How many of the lines in the material below contain the word "light"? Give the number alone.

Given entries:

☆ ☆ ☆ ☆

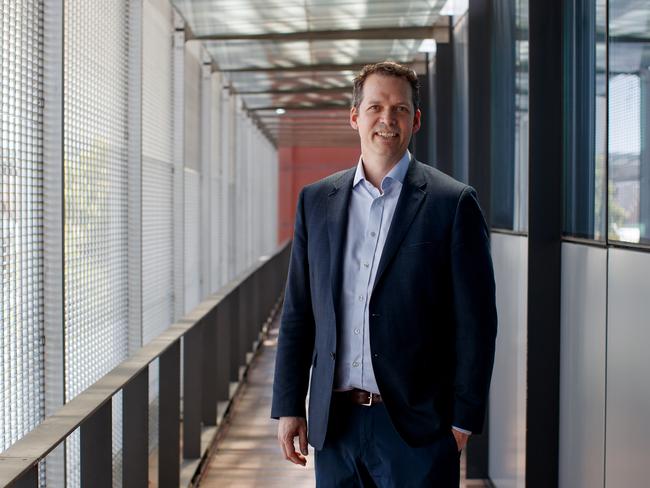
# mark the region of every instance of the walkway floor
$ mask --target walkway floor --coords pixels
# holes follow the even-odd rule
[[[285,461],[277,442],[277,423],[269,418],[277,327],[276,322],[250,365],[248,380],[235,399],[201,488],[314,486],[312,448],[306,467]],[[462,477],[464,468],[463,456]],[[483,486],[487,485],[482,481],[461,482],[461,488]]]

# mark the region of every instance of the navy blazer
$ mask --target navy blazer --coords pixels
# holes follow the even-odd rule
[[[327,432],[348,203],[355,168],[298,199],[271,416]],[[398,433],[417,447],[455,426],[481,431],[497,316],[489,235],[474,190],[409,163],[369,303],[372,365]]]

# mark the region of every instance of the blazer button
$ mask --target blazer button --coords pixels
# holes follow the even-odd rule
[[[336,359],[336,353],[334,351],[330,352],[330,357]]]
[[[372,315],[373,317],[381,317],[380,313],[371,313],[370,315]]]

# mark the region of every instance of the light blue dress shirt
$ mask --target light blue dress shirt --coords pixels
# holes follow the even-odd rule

☆ ☆ ☆ ☆

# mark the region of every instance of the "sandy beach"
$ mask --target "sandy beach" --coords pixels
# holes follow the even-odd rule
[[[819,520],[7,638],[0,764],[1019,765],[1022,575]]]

☆ ☆ ☆ ☆

Problem solution:
2